Phrase grounding data
++++++++++

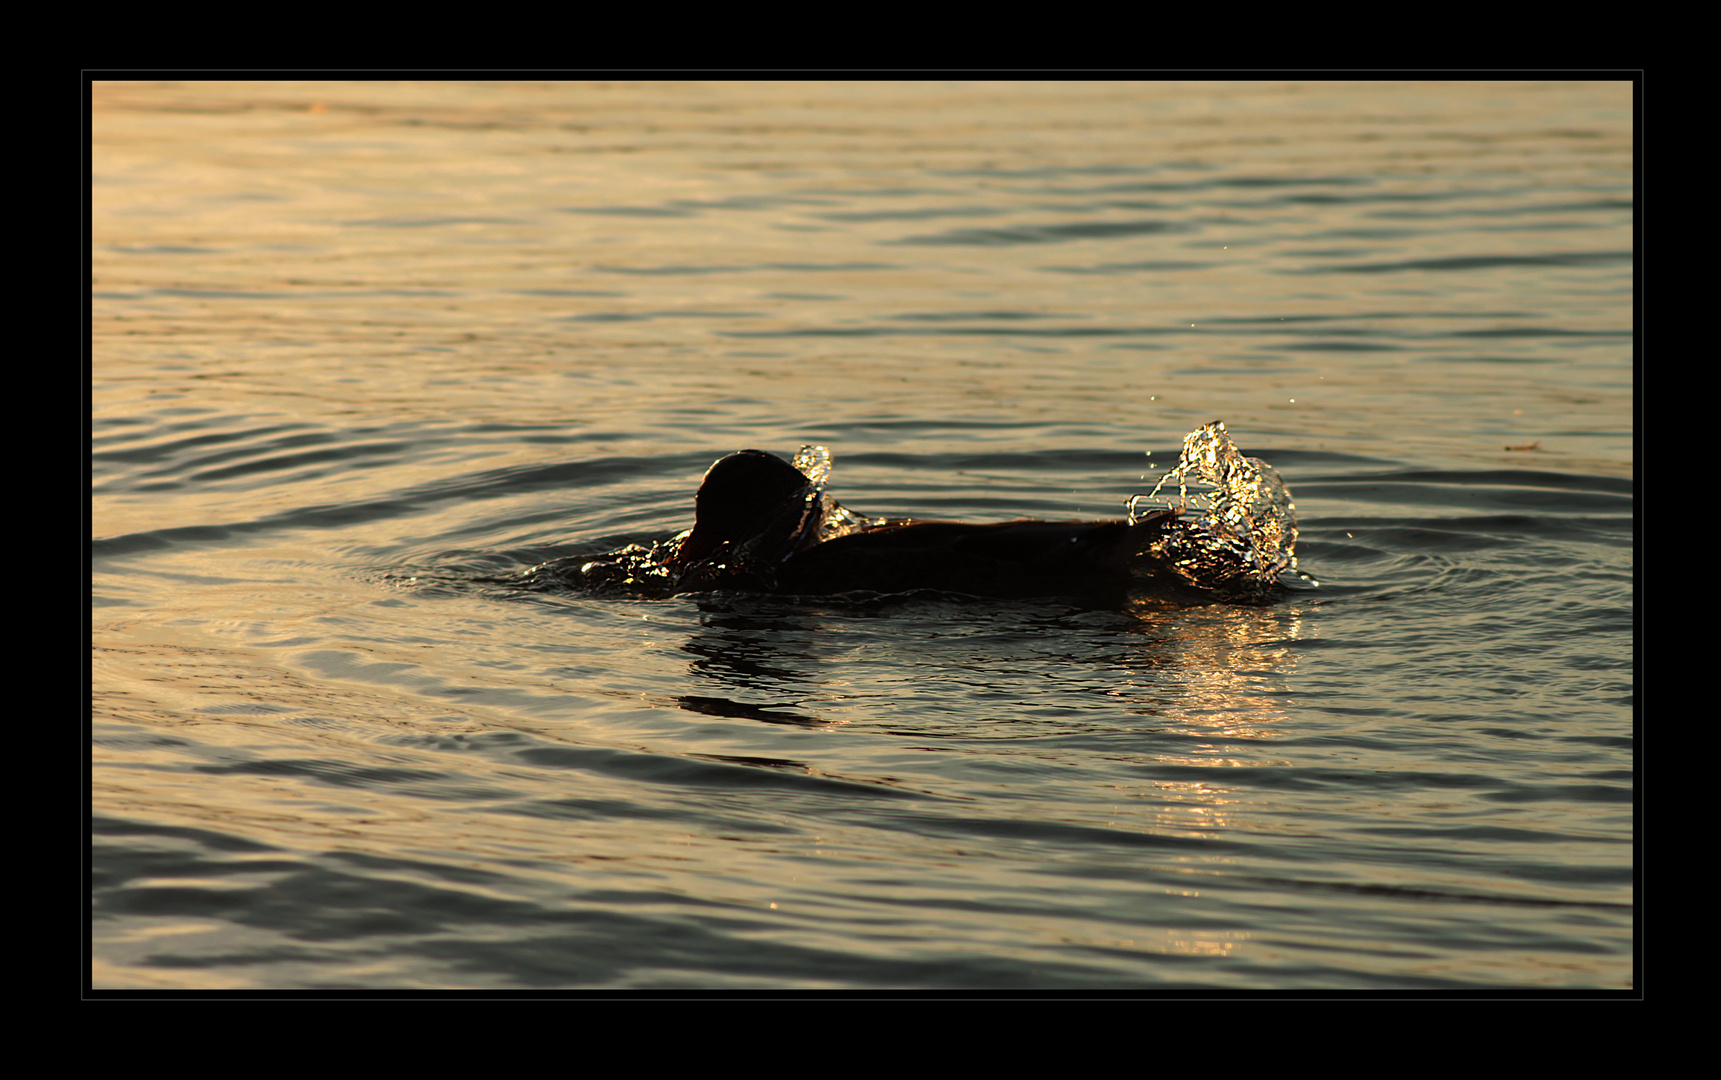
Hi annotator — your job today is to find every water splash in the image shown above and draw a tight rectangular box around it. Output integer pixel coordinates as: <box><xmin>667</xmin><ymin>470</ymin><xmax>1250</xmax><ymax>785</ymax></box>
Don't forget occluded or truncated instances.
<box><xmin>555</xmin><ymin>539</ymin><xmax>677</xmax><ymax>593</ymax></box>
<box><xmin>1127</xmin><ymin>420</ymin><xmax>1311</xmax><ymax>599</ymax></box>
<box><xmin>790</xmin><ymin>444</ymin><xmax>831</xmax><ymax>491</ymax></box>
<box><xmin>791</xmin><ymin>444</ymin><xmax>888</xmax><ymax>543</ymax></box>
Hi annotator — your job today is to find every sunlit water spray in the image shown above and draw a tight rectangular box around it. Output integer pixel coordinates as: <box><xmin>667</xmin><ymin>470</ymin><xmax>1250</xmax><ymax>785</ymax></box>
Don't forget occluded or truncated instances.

++++++++++

The task
All lines above holding the word "water" make up the answer; copy each one.

Answer section
Hi annotator — your job today is to find every water splash in the image shown above and draw a tight rectangular box around it. Output integer pixel coordinates as: <box><xmin>667</xmin><ymin>470</ymin><xmax>1250</xmax><ymax>785</ymax></box>
Hi annotator — your job today is to find every sunlit water spray in the image shown above and draw a tight rectangular box around it. Output integer pixel coordinates as: <box><xmin>667</xmin><ymin>470</ymin><xmax>1250</xmax><ymax>785</ymax></box>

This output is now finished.